* [SHORT EXERCISE]: Pictures stay out of the copy; set down each line of the listing below exactly.

* [SUPPLIED MATERIAL]:
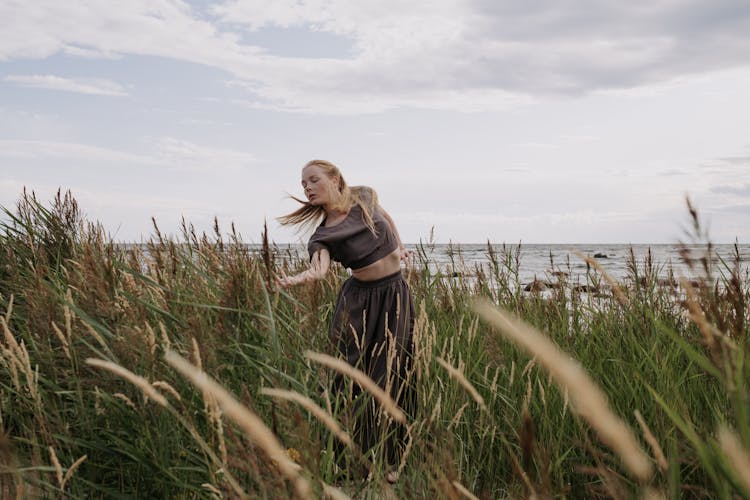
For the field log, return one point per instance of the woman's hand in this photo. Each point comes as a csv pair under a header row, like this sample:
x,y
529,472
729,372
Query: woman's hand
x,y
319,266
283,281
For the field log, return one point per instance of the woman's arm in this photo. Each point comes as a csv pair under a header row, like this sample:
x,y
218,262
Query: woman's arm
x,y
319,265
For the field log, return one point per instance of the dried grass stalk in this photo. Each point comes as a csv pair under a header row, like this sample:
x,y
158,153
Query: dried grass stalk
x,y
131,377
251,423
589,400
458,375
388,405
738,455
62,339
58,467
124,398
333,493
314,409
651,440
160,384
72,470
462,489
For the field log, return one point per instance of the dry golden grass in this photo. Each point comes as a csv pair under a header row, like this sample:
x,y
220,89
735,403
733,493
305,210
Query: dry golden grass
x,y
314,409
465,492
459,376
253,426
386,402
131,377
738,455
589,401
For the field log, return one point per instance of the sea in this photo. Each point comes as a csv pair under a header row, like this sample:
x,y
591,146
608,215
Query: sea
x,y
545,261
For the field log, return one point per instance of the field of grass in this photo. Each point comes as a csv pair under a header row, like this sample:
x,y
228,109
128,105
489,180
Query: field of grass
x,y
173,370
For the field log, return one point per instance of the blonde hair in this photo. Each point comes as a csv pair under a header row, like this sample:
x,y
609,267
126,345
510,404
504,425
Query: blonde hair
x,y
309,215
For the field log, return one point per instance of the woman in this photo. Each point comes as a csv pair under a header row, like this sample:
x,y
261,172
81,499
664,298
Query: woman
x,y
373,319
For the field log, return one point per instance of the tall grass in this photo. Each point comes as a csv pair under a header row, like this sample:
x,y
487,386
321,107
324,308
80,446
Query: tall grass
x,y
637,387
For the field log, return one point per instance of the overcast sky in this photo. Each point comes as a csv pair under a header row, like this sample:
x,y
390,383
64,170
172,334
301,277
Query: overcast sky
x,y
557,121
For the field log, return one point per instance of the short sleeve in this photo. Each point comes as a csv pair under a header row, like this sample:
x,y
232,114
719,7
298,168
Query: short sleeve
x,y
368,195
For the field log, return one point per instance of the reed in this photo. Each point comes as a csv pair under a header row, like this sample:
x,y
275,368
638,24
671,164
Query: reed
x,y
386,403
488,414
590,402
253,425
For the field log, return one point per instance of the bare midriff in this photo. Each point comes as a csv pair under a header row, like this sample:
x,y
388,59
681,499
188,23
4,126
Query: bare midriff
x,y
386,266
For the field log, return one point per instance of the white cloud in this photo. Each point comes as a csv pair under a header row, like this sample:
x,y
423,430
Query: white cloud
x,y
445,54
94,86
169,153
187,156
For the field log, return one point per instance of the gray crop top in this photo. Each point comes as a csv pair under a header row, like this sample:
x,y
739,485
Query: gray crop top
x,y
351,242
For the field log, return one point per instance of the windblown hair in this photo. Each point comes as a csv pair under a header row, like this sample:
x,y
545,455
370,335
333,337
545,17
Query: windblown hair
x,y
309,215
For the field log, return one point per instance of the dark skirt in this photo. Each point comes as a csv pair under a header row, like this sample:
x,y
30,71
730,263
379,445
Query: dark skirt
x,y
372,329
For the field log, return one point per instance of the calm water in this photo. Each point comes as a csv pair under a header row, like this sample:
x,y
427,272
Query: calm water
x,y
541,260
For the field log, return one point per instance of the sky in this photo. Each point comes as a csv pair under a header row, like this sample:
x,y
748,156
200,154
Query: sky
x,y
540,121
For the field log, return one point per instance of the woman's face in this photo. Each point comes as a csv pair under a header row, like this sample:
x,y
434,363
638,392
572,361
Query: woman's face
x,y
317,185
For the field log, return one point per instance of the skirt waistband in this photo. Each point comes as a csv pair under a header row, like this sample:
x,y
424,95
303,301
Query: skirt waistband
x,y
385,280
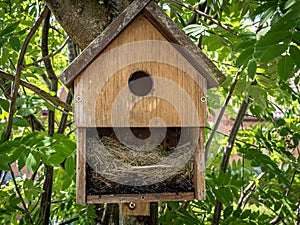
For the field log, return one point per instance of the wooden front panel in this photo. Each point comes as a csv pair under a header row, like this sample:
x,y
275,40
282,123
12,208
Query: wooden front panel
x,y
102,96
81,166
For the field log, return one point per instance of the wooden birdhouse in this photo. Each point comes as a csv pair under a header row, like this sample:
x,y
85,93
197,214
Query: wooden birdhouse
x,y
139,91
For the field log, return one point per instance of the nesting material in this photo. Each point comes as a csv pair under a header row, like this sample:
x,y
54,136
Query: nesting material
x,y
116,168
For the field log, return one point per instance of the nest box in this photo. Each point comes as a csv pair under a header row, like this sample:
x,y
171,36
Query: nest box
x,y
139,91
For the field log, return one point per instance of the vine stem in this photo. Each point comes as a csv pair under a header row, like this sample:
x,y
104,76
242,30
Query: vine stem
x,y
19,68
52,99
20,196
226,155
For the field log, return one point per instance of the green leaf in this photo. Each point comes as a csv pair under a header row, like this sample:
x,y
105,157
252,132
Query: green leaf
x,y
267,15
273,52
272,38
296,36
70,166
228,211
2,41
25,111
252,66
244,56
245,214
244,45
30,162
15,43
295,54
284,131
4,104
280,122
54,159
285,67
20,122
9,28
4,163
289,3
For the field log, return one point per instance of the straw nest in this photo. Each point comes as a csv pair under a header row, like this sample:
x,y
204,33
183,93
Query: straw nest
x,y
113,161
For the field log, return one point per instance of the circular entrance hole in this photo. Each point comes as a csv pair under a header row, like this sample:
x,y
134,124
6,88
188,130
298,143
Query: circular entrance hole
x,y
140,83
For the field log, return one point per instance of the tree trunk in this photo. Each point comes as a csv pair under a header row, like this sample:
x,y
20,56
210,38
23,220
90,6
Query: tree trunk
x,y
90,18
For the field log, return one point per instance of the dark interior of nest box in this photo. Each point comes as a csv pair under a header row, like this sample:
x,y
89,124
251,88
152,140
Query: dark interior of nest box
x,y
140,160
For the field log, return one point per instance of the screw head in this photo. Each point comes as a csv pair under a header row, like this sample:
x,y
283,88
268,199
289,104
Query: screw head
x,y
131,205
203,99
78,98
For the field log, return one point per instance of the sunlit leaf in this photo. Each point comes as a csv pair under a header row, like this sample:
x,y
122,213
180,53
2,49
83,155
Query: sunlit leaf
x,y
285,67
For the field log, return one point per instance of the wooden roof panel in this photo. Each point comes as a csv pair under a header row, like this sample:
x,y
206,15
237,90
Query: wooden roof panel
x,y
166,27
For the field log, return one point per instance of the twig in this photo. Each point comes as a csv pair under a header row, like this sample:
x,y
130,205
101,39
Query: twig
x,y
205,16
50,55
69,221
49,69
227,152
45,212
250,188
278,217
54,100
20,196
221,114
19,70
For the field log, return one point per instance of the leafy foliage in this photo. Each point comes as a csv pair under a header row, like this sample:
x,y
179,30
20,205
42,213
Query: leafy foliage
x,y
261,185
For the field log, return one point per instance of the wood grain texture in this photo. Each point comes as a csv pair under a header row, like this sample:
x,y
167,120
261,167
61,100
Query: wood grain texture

* [COMPLETED EXERCISE]:
For the field log, return one point per instance of the woman's hand in this photo. Each point comes as a csv pair under a header row, like this sample:
x,y
529,472
729,372
Query: woman's hand
x,y
319,266
283,281
For the field log, return one point per instance of the woman's arm in this photo. Each point comes as a csv pair under a header row, like this sample:
x,y
218,262
Query: woman's arm
x,y
319,265
For the field log, return one point per instance of the dried grass stalk in this photo. Each point comes as a csv pair under a header row, like this sample:
x,y
158,153
Query: dried grass stalk
x,y
131,377
251,423
589,400
458,375
388,405
738,455
62,339
58,467
124,398
333,493
314,409
651,440
160,384
72,470
462,489
For the field log, return one point per instance of the dry golden grass in this photo. Each point comes as a csv pair under a header row, like this sample:
x,y
220,89
735,403
733,493
305,210
Query: dry golden grass
x,y
314,409
465,492
459,376
253,426
386,402
131,377
738,455
589,401
For the field log, return one point per instance of the sea in this photo. Each point comes as a csv pair under a header row, like this sample:
x,y
591,146
608,215
Query: sea
x,y
545,261
For the field log, return one point per instance of the field of grass in this photo. Each point comes as a csv pair under a header row, like this sample:
x,y
228,109
128,105
489,180
Query: field of grass
x,y
173,370
For the field log, return one point per instance of the blonde hair in this photo. Each point comes as a csv pair under a header row, like this sample:
x,y
609,267
126,345
510,404
504,425
Query: blonde hair
x,y
309,215
For the field log, return one point per instance of the woman in this photo. Each point comes as a csv pair under a header row, like this sample:
x,y
261,172
81,499
664,298
Query: woman
x,y
373,319
For the field log, return one point per instance of the tall grass in this photo. Each point comes as a csv pair under a header row, like this sample:
x,y
487,386
321,107
324,308
80,446
Query: tall grass
x,y
637,387
For the field log, return one point per instance of the overcast sky in this photo. Each point comes as a csv pair under a header row, like this sample:
x,y
390,383
64,170
172,334
301,277
Query: overcast sky
x,y
557,121
For the field log, return one point per instance of the short sleeve in this photo. Each point comes as a csv pair under a header row, like this sample:
x,y
232,114
719,7
298,168
Query: short sleeve
x,y
368,195
For the field log, return one point per instance of the reed in this photo. Each point comes as a csv pair under a header row, like this sample:
x,y
275,368
638,24
671,164
Query: reed
x,y
386,403
488,414
590,402
253,425
For the field log, return one point per instance of the bare midriff in this photo. Each point comes as a csv pair under a header row, like this sample:
x,y
388,59
681,499
188,23
4,126
Query: bare midriff
x,y
386,266
For the field log, return one point per instance of the white cloud in this photo. Each point comes as a csv pair under a header row, like this sample:
x,y
423,430
Query: white cloud
x,y
445,54
94,86
169,153
187,156
For the field log, return one point per instance of the gray crop top in this photo. Each point comes as a csv pair under a header row, like this sample:
x,y
739,485
Query: gray crop top
x,y
351,242
For the field log, return one point per instance of the windblown hair in this photo. Each point comes as a csv pair under a header row, like this sample:
x,y
545,455
370,335
333,337
545,17
Query: windblown hair
x,y
309,215
For the field log, return one point per instance of the dark skirt in this photo. Each point comes as a csv pair under a header row, like this sample:
x,y
30,71
730,263
379,445
Query: dark skirt
x,y
372,329
For the field log, return one point per instance of the calm water in this photo. Each point comes as a csv pair under a header row, like this sample:
x,y
427,272
Query: calm water
x,y
541,260
For the field log, return one point per instance of the sky in this photo. Each point comes as a csv pair under a header row, like this sample:
x,y
748,156
200,154
Query: sky
x,y
540,121
For the field log, return one point per instance of the woman's face in this photo. Each point comes as a csv pair under a header row, like this sample:
x,y
434,363
638,392
572,361
Query: woman's face
x,y
317,185
For the field log, return one point per instance of the skirt waistband in this photo. Each point comes as a csv pair under a header row, like this sample:
x,y
424,95
303,301
Query: skirt waistband
x,y
385,280
For the field log, return one point per instance of the wooden front panel in this photo. Each point comes as a csv pair under a header row, like this sample:
x,y
275,40
282,123
12,208
Query: wooden front panel
x,y
102,96
81,166
For the field log, return one point per instance of the wooden birdhouse in this photo. Each point comes as a csv pair under a header row, like this sample:
x,y
85,93
197,214
Query: wooden birdhouse
x,y
139,91
For the field log, return one point per instance of the nesting material in this photo. Each point comes as a csv pair under a header row, like this sample:
x,y
54,136
Query: nesting material
x,y
116,168
For the field log, return one point per instance of the nest box in this photo. Each point comes as a csv pair under a header row, like this sample:
x,y
171,36
Query: nest box
x,y
139,91
For the field log, return one point per instance of the vine stem in this photo. Each point comes as a csv pair under a header row, like this sample:
x,y
104,76
242,30
Query: vine stem
x,y
19,68
52,99
20,196
226,155
For the field log, return one point per instance of the green leaf in this photo. Each point comes as a csv pair under a header row, like this sample:
x,y
105,157
252,132
Query: green leaf
x,y
267,15
273,52
272,38
296,36
70,166
228,211
2,41
25,111
252,66
244,56
245,214
244,45
30,162
15,43
295,54
284,131
4,104
280,122
54,159
285,67
20,122
9,28
4,163
289,3
For the field log, return one point per instance of the straw nest in this photo. Each point comes as a csv pair under a header row, like this sample:
x,y
204,33
183,93
Query: straw nest
x,y
113,161
For the field log, return one point per instance of the circular entrance hole in this photo. Each point comes as a csv pair under a header row, like this sample:
x,y
134,124
6,88
188,130
298,143
Query: circular entrance hole
x,y
140,83
For the field log, return one point per instance of the tree trunk in this photo. Each point comes as a csv pair under a header row, like this sample:
x,y
20,56
210,38
23,220
90,6
Query: tree trunk
x,y
90,18
For the field log, return one point per instance of the dark interior of nest box in this photo. Each point comes as a csv pair under a header row, like this sample:
x,y
89,124
251,88
152,140
Query: dark interior of nest box
x,y
140,160
For the field log, return one point per instance of the screw head in this photo. Each point comes as a csv pair under a header row, like this sample:
x,y
283,88
268,199
289,104
Query: screw head
x,y
131,205
203,99
78,98
For the field log, return one point per instance of the sunlit leaf in this photo. Each point comes as a csv pair under a header row, like this sample:
x,y
122,213
180,53
2,49
83,155
Query: sunlit leaf
x,y
285,67
For the field log, return one point per instance of the wooden roof panel in this photo. Each point comes as a csv pair under a header row, like this sample:
x,y
206,15
237,90
Query: wooden roof panel
x,y
166,27
For the field log, return one point per instance of the twig in this photo. Each point comes as a csv pair under a header row, like this sample:
x,y
130,205
101,39
Query: twig
x,y
205,16
50,55
69,221
49,69
227,152
45,212
250,188
278,217
54,100
20,196
221,114
19,70
For the field log, return one point per instance of the leafy foliage in this photo. Each point comes as a csv pair under a header row, like this sample:
x,y
179,30
20,205
42,213
Query: leafy foliage
x,y
261,185
For the field log, return one point per instance of the wood grain texture in this photo. Each point comes as a csv pair under a header row, like this sample:
x,y
167,120
261,167
61,100
Query: wood grain texture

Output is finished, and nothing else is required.